▶ _Task_
Below are the entries; give again exactly the lines from the one mentioning "of the palm" through the one mentioning "M219 98L153 137L217 282L355 274L386 154Z", inclusive.

[Saved data entries]
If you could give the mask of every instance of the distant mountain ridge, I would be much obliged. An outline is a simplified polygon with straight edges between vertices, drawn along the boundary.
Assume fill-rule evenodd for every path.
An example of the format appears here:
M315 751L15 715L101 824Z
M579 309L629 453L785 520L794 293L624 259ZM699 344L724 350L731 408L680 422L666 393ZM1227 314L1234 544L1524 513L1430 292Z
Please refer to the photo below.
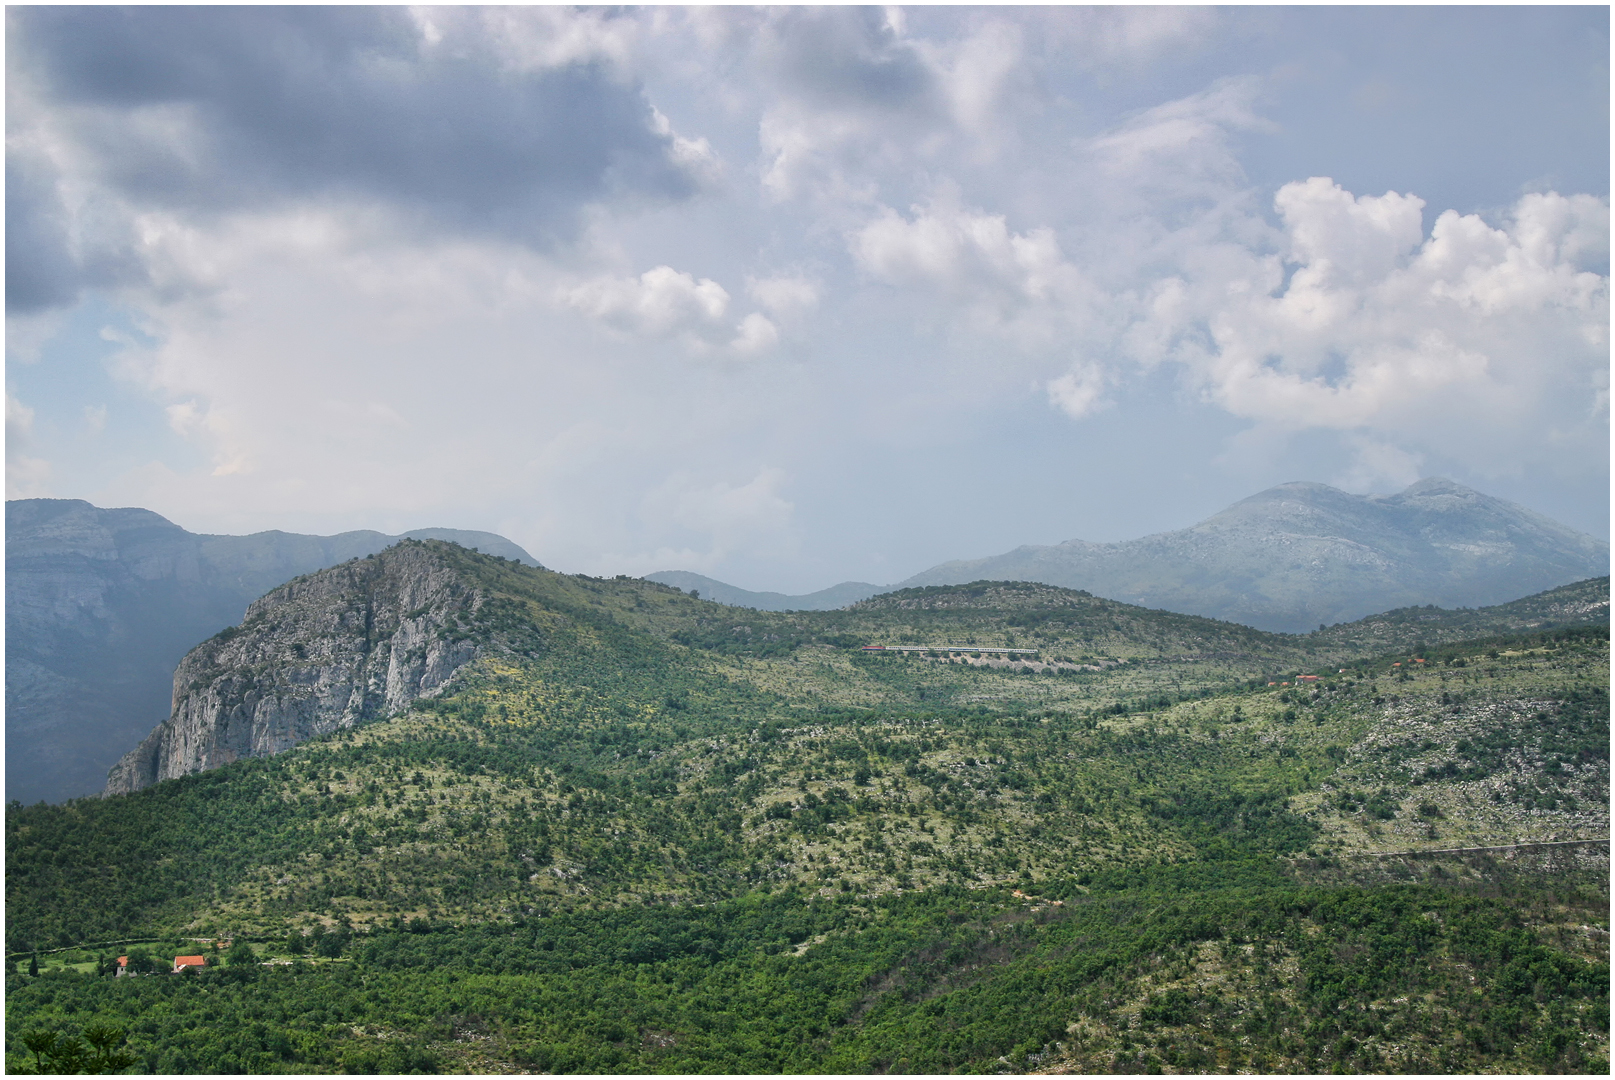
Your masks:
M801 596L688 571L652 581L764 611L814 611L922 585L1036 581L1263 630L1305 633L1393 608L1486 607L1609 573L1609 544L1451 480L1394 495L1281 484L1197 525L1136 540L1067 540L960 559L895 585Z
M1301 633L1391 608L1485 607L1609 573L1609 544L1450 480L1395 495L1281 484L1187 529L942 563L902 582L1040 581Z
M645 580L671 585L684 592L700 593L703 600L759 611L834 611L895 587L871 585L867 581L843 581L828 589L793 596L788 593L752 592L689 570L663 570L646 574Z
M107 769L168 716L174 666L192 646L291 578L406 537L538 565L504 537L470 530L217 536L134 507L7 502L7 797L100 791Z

...

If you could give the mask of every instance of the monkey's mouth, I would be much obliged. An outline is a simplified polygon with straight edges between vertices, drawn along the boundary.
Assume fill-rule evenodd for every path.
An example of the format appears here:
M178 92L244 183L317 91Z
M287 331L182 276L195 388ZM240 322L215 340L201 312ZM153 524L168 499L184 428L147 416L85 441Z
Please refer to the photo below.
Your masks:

...

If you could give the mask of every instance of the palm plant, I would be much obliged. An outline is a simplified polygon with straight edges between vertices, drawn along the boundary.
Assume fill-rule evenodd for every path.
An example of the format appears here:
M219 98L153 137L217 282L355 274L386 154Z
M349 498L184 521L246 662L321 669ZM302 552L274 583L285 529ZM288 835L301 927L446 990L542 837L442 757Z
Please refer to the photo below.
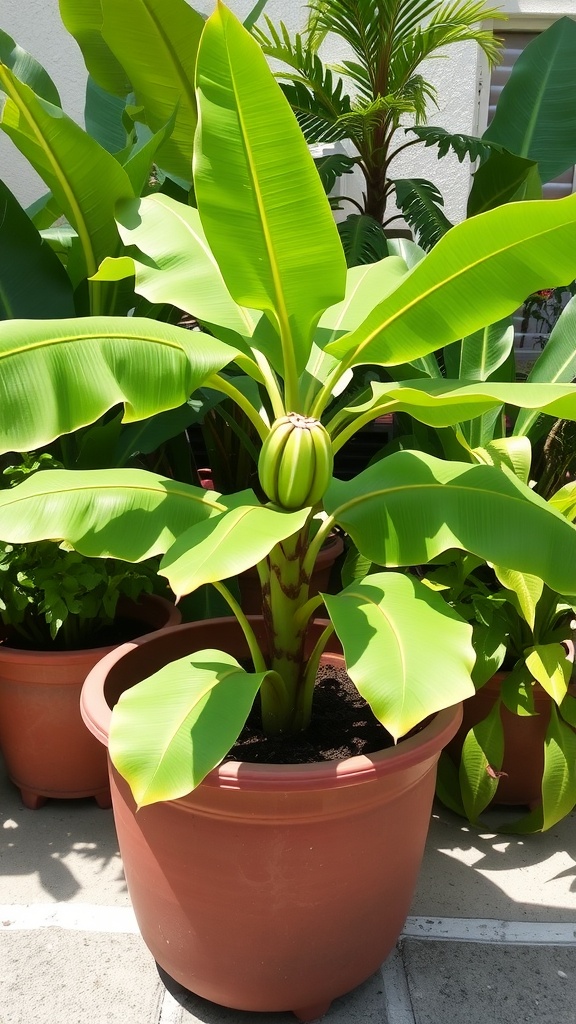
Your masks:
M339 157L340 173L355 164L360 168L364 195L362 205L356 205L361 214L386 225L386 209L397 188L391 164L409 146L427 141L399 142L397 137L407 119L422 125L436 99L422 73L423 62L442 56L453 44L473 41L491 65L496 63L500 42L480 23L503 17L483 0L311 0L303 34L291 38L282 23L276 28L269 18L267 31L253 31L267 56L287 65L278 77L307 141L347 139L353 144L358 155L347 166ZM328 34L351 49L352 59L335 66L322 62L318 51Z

▶ _Solution below_
If you could give the mask of every instance of the palm plant, I would be much obliged. An outline is a simplified polygon with straight edges between vertices, drawn along the boundary.
Assume fill-rule evenodd for every path.
An example of the format appears here:
M219 98L153 137L217 282L355 274L386 154Z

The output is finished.